> **Exercise instructions**
Lines below starting with the line with "positive clicks: (203, 89) (204, 84)" and going on through the line with "negative clicks: (324, 129) (205, 6)" must be output exactly; the rest of the records must be left out.

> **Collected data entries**
---
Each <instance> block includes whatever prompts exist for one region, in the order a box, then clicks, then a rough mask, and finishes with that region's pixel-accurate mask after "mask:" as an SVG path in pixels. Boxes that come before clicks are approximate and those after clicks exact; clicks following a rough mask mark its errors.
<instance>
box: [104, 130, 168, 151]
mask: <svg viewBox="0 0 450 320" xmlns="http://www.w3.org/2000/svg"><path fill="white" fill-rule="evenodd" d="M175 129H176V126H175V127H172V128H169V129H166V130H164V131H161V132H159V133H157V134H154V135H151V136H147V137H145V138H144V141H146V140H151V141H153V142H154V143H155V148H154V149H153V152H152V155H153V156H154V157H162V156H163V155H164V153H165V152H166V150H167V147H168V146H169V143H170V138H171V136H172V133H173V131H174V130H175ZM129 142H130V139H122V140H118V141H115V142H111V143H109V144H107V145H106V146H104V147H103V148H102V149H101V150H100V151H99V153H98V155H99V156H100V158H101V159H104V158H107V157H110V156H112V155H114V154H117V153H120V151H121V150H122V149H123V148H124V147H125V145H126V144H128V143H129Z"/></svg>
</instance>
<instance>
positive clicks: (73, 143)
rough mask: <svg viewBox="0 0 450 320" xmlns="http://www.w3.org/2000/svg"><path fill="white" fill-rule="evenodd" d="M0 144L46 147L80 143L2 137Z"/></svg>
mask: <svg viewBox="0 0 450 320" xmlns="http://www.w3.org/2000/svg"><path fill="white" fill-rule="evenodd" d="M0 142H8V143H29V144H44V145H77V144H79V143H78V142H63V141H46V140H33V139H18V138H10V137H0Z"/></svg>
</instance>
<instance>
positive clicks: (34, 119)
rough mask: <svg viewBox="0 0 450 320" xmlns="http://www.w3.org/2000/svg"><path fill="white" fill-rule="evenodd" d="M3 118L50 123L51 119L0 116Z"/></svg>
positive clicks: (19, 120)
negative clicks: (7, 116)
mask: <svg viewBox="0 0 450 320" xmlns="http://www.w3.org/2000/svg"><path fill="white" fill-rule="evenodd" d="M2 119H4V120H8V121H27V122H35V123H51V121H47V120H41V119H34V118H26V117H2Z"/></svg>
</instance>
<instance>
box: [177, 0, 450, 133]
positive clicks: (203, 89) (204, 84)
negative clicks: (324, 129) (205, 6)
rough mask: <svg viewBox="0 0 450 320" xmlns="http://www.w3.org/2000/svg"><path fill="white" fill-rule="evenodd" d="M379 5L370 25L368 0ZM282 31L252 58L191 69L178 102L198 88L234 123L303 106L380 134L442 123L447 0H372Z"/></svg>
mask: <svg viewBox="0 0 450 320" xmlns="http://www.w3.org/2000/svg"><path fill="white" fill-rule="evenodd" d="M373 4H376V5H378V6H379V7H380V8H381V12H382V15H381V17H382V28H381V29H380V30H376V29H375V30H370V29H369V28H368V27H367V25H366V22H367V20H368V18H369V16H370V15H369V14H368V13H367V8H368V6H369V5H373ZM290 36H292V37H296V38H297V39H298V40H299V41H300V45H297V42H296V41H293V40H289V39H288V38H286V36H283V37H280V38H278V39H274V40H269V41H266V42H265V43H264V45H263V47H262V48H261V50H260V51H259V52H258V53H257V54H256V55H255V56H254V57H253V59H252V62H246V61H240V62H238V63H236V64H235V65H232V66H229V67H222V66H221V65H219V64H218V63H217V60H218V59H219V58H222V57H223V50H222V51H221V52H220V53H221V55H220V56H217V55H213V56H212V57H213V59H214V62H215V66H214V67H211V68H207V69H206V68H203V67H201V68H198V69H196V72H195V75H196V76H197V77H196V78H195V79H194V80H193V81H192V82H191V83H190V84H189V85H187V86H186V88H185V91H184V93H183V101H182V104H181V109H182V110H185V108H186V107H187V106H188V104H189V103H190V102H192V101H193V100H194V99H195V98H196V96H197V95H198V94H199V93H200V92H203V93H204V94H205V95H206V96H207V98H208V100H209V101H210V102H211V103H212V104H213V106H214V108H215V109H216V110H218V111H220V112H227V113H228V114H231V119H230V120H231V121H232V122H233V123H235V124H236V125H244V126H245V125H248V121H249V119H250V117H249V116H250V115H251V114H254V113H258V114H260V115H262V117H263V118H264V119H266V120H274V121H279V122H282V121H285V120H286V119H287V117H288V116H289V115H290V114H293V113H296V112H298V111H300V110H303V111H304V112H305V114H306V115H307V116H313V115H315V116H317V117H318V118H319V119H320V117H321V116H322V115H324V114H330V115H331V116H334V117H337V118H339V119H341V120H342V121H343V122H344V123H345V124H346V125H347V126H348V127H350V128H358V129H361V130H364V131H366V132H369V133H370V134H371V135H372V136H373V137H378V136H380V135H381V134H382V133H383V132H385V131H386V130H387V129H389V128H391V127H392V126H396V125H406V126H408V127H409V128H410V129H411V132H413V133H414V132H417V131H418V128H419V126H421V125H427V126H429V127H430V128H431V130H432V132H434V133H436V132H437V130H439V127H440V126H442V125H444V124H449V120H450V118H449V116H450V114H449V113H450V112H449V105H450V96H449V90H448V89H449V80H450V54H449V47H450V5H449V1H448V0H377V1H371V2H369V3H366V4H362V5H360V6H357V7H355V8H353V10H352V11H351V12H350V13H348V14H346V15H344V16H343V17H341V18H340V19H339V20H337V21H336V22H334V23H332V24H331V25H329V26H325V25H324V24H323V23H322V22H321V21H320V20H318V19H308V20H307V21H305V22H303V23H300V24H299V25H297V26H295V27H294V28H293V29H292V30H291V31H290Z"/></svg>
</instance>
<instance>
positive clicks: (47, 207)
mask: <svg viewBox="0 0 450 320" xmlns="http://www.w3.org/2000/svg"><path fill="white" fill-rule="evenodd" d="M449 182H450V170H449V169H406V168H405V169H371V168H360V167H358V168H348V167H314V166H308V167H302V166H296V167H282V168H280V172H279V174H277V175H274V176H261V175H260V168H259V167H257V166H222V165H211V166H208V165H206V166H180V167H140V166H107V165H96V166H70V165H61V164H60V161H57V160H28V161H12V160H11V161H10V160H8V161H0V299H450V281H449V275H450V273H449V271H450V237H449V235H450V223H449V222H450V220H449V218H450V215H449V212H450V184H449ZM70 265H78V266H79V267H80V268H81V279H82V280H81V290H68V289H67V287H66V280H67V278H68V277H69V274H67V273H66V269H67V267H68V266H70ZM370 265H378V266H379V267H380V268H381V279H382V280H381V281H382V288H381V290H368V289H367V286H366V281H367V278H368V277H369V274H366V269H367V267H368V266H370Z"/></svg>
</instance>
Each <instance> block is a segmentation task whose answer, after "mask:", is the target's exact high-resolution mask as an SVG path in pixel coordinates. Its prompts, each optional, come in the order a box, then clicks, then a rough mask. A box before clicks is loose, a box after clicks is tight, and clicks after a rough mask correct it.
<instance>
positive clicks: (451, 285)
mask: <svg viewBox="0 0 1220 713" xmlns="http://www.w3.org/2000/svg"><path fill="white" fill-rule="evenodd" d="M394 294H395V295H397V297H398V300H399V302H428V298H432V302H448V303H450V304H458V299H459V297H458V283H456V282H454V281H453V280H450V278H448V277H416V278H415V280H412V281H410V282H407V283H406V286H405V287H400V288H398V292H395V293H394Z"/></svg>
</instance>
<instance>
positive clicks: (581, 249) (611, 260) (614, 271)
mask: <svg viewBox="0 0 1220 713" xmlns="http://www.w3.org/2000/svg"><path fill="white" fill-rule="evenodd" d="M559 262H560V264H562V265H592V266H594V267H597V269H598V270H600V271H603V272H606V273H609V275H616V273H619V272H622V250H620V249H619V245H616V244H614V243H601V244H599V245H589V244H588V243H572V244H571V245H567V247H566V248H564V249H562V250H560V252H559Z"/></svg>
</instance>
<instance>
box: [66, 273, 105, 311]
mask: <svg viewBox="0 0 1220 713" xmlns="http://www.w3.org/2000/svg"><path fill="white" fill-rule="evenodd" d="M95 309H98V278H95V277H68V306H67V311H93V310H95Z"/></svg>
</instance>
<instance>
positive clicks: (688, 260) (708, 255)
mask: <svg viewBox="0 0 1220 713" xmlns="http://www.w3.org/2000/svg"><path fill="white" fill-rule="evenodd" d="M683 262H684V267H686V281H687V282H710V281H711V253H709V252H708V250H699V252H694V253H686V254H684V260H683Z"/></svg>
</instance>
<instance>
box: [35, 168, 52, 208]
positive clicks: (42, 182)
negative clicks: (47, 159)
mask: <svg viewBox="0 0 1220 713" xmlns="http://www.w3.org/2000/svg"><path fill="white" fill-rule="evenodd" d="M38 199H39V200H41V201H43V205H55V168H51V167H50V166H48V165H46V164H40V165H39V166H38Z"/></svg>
---
> **Problem solution**
positive clicks: (203, 89) (204, 84)
negative clicks: (324, 129) (205, 6)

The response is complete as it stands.